Location identification items
☆ ☆ ☆ ☆ ☆ ☆ ☆

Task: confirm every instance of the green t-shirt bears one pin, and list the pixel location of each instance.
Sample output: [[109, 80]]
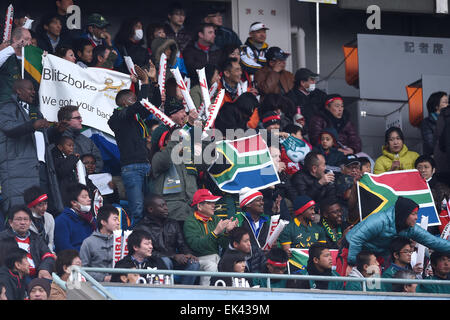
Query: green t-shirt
[[298, 235]]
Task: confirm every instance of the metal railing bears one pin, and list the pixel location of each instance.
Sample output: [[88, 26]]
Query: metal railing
[[76, 271]]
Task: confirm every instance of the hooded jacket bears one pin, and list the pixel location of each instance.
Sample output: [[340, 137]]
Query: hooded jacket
[[97, 252], [384, 162], [377, 231]]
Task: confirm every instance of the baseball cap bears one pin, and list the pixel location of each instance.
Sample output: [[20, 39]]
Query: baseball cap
[[304, 74], [97, 20], [350, 159], [276, 53], [202, 195], [258, 26]]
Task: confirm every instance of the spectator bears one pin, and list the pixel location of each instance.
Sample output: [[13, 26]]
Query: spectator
[[302, 232], [10, 62], [49, 36], [42, 222], [435, 103], [65, 163], [12, 274], [400, 287], [332, 222], [176, 183], [83, 49], [335, 116], [441, 191], [201, 51], [273, 78], [401, 251], [204, 232], [96, 33], [167, 238], [255, 258], [255, 48], [129, 41], [224, 36], [277, 260], [252, 217], [440, 263], [376, 232], [38, 289], [442, 142], [127, 123], [320, 263], [77, 221], [40, 258], [328, 139], [305, 95], [234, 261], [294, 148], [140, 251], [65, 259], [367, 266], [212, 79], [66, 53], [396, 155], [70, 119], [21, 128], [174, 26], [312, 180], [96, 251]]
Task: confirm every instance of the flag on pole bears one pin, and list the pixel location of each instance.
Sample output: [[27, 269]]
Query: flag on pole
[[244, 162], [378, 192]]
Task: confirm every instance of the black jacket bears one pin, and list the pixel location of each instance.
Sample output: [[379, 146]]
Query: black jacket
[[128, 132], [167, 237], [306, 184], [15, 288], [42, 257]]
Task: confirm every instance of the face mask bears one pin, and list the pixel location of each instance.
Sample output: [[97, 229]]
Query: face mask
[[84, 208], [138, 35], [311, 88]]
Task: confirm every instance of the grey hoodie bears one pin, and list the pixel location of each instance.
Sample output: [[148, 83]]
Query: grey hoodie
[[97, 252]]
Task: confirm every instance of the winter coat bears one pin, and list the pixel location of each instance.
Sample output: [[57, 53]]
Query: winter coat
[[269, 81], [128, 131], [42, 257], [179, 202], [384, 162], [19, 165], [195, 58], [427, 129], [378, 230], [15, 287], [70, 230], [167, 236], [200, 237], [347, 134], [306, 184], [97, 252]]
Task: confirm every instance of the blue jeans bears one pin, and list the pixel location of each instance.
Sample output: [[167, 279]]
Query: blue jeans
[[133, 177], [190, 266]]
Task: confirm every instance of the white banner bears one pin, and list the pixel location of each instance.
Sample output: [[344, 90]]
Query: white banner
[[93, 90]]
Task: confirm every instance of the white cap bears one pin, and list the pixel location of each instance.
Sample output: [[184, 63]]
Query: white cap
[[258, 26]]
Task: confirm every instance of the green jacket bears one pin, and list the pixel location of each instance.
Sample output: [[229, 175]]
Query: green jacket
[[200, 237]]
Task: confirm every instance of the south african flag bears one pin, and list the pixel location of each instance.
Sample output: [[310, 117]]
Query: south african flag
[[244, 162], [377, 192]]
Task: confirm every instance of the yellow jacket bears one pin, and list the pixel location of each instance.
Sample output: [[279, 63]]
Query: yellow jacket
[[406, 158]]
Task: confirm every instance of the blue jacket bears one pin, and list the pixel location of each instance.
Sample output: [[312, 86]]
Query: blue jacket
[[70, 230], [378, 230]]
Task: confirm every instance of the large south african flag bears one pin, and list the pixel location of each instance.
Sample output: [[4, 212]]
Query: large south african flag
[[245, 162], [377, 192]]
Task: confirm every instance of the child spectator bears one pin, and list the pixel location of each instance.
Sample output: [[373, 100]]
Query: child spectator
[[294, 148], [328, 147]]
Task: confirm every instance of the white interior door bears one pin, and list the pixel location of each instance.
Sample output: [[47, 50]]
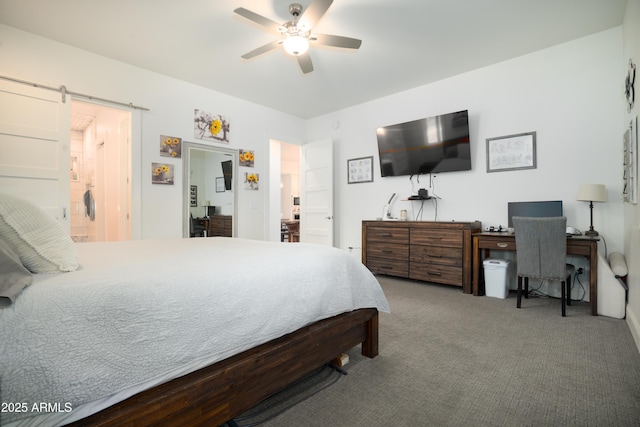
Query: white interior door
[[34, 142], [316, 193]]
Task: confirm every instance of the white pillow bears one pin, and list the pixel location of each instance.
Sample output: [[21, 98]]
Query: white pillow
[[39, 240]]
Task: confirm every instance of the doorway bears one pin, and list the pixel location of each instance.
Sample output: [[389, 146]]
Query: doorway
[[210, 198], [100, 173]]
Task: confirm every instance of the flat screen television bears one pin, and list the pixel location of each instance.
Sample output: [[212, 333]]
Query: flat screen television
[[535, 209], [431, 145]]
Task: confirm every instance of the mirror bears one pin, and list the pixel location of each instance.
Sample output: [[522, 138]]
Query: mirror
[[209, 190]]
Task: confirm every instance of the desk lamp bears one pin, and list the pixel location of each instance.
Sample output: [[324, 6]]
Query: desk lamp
[[592, 193]]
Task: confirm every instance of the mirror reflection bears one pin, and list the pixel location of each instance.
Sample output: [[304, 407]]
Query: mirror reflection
[[210, 196]]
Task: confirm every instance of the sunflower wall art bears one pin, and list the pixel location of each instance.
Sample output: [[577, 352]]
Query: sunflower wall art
[[161, 173], [246, 158], [170, 146], [251, 181], [210, 126]]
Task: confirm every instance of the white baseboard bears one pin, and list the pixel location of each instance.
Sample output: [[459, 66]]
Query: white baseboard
[[634, 326]]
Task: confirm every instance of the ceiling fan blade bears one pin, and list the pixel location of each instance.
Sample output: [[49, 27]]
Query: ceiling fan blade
[[313, 13], [304, 61], [336, 41], [262, 49], [258, 19]]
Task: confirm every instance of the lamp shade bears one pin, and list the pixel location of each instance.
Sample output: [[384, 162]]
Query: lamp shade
[[296, 45], [592, 193]]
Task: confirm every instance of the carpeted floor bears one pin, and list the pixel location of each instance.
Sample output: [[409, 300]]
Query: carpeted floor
[[451, 359]]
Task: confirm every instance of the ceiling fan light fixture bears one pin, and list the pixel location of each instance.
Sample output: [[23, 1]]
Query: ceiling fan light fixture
[[296, 45]]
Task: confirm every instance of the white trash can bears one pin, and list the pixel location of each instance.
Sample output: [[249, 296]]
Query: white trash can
[[496, 273]]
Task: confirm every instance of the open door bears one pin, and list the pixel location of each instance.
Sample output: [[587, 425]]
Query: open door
[[34, 141], [316, 193]]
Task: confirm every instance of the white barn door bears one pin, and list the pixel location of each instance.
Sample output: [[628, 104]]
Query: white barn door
[[34, 147], [316, 193]]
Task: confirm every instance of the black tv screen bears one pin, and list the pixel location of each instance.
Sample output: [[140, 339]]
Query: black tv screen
[[431, 145], [535, 209]]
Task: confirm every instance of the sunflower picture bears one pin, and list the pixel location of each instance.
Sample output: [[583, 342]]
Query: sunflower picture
[[251, 181], [161, 173], [170, 146], [210, 126], [246, 158]]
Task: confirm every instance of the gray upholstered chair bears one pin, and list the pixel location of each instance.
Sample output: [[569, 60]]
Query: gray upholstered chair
[[541, 252]]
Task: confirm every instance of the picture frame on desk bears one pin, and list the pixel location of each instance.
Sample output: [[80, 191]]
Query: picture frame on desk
[[511, 152]]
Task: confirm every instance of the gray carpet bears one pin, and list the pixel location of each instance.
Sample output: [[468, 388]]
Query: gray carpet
[[450, 359]]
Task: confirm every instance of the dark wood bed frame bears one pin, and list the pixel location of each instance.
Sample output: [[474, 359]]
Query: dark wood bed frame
[[217, 393]]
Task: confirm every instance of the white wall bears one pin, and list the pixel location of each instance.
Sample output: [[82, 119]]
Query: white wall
[[631, 36], [569, 94], [171, 102]]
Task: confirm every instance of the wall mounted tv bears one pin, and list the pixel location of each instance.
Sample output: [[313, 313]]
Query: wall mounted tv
[[548, 208], [431, 145]]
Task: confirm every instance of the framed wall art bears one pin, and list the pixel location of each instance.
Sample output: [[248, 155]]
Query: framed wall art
[[360, 170], [511, 152]]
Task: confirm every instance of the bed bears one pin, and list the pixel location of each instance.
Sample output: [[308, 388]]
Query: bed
[[187, 331]]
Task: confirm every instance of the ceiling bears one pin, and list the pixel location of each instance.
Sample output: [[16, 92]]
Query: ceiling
[[406, 43]]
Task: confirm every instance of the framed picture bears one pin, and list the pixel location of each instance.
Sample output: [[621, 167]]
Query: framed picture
[[193, 196], [511, 152], [220, 184], [360, 170], [162, 173]]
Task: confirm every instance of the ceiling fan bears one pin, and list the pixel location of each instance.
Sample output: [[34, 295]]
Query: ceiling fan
[[296, 35]]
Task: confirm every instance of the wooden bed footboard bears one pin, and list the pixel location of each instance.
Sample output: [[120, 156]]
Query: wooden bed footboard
[[215, 394]]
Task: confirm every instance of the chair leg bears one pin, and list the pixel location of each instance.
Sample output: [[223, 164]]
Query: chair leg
[[563, 292]]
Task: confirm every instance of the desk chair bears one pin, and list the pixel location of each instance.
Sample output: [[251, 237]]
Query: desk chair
[[541, 251]]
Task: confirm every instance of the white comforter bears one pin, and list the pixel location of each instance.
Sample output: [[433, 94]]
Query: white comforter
[[139, 313]]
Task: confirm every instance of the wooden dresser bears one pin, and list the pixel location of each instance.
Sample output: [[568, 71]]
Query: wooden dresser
[[215, 225], [220, 225], [431, 251]]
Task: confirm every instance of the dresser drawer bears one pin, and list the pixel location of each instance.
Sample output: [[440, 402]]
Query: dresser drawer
[[388, 235], [436, 237], [387, 251], [388, 266], [436, 273], [497, 244], [436, 255]]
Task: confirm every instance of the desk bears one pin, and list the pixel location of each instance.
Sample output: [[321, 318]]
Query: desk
[[576, 245]]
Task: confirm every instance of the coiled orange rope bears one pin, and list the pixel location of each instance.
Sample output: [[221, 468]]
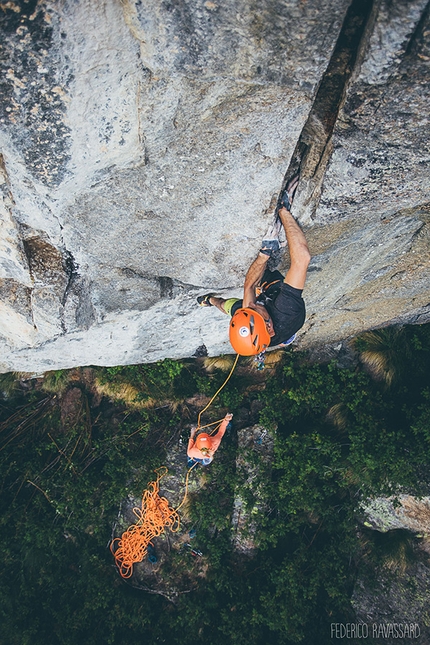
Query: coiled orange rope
[[155, 513], [153, 516]]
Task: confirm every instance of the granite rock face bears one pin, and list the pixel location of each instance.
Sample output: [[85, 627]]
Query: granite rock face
[[143, 145]]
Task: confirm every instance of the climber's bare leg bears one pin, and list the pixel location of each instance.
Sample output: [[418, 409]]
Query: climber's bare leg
[[299, 251]]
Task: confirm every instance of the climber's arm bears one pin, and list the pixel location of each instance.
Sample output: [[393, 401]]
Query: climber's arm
[[253, 277]]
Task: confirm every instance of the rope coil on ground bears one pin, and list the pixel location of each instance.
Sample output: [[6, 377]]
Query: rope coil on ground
[[155, 514]]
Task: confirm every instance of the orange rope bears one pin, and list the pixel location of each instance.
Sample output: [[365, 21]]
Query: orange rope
[[153, 516], [216, 394]]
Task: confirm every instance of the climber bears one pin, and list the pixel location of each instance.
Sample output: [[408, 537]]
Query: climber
[[202, 450], [272, 309]]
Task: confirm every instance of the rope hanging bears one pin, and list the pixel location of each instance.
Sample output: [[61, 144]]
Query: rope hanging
[[155, 514]]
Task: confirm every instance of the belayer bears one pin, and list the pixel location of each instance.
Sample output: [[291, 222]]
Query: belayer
[[202, 449], [272, 309]]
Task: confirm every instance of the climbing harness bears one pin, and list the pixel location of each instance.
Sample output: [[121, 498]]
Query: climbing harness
[[155, 513]]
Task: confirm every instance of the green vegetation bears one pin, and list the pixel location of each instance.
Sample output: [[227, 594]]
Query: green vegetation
[[75, 444]]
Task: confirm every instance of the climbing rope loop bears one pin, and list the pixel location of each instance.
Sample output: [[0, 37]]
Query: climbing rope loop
[[155, 513]]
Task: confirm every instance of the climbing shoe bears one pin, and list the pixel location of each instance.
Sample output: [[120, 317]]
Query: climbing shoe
[[204, 300]]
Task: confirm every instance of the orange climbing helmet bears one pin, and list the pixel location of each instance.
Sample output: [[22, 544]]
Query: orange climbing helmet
[[203, 441], [248, 332]]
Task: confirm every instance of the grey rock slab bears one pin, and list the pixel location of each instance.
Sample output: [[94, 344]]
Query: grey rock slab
[[143, 144]]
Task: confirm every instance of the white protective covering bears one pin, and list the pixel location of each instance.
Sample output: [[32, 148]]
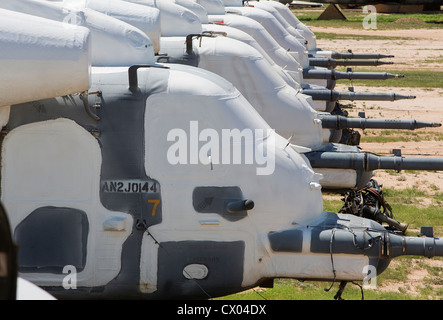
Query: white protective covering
[[288, 195], [147, 19], [283, 108], [266, 6], [287, 14], [271, 24], [280, 56], [40, 58], [58, 163], [114, 42], [242, 36]]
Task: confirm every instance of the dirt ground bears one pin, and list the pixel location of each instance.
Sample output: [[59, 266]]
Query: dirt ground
[[424, 52]]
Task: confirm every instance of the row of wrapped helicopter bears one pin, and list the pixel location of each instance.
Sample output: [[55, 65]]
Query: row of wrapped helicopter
[[179, 149]]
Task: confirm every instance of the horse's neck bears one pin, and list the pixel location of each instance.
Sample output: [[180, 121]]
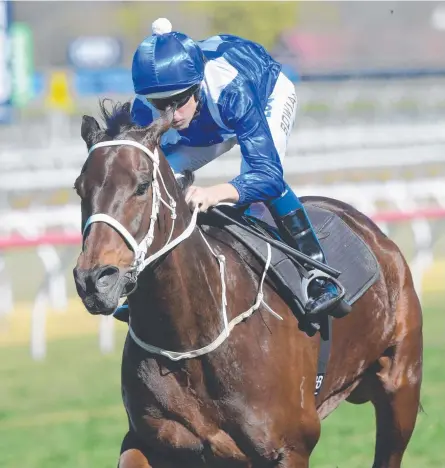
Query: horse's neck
[[177, 305]]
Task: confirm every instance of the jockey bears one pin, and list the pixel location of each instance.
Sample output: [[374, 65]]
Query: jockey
[[226, 90]]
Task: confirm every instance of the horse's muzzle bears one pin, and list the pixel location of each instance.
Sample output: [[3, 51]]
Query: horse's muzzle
[[100, 288]]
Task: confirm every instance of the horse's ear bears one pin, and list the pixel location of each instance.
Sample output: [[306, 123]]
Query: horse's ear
[[90, 130]]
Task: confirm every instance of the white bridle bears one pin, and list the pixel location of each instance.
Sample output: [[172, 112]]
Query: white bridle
[[140, 252]]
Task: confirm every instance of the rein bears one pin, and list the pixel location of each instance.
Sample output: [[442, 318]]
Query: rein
[[141, 260]]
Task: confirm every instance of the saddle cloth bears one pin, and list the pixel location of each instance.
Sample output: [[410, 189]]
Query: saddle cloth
[[344, 250]]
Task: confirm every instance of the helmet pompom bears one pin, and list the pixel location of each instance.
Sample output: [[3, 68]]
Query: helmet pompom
[[161, 26]]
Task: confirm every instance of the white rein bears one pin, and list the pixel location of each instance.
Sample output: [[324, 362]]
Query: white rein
[[141, 260]]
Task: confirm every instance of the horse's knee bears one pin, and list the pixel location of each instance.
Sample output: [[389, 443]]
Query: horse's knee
[[131, 456]]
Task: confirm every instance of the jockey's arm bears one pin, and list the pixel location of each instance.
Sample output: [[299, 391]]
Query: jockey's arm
[[264, 179]]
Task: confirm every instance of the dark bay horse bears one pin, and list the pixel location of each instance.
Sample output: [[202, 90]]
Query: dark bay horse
[[220, 399]]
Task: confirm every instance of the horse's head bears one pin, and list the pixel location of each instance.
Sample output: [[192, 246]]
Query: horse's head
[[127, 192]]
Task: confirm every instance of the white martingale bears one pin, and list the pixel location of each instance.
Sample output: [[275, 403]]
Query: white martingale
[[141, 260]]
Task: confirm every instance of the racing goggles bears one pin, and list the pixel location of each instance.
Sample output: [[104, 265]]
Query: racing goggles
[[175, 102]]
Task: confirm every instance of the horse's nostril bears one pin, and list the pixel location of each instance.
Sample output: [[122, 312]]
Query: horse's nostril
[[106, 277]]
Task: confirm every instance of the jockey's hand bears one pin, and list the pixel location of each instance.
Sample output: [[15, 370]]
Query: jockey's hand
[[206, 197]]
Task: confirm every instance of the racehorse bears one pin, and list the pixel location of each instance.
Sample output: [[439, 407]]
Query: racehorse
[[202, 384]]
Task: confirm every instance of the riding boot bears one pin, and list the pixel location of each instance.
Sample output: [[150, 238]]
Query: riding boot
[[122, 313], [295, 227]]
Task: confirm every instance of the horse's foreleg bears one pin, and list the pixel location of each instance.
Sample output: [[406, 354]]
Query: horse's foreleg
[[397, 396], [133, 458], [131, 455]]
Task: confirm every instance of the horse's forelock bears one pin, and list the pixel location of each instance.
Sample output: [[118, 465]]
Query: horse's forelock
[[118, 119]]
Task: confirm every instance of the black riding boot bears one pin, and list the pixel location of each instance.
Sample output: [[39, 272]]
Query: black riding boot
[[323, 294]]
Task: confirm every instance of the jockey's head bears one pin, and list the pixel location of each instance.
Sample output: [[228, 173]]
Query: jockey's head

☆ ☆ ☆ ☆ ☆ ☆ ☆

TO BE DONE
Render as a JSON list of strings, one string per line, the part of the items that opens with the line containing "Task: confirm every instance of the white interior" and closes with the line containing "[[210, 198], [100, 173]]", including both of those lines and omitting blank lines. Leave the pictures out of the answer.

FULL OUTPUT
[
  "Task: confirm every instance of the white interior door bears one pin, and list the pixel location of each instance.",
  "Sample output: [[47, 50]]",
  "Query: white interior door",
  "[[34, 142], [316, 193]]",
  "Task: confirm every instance of the white pillow bears one pin, and list the pixel location of each instance.",
  "Sample output: [[21, 98]]",
  "Query: white pillow",
  "[[39, 240]]",
  "Task: confirm every instance of the doorway bears one pin, and list the pixel location of each instance.",
  "Sample output: [[389, 146]]",
  "Query: doorway",
  "[[210, 198], [100, 173]]"
]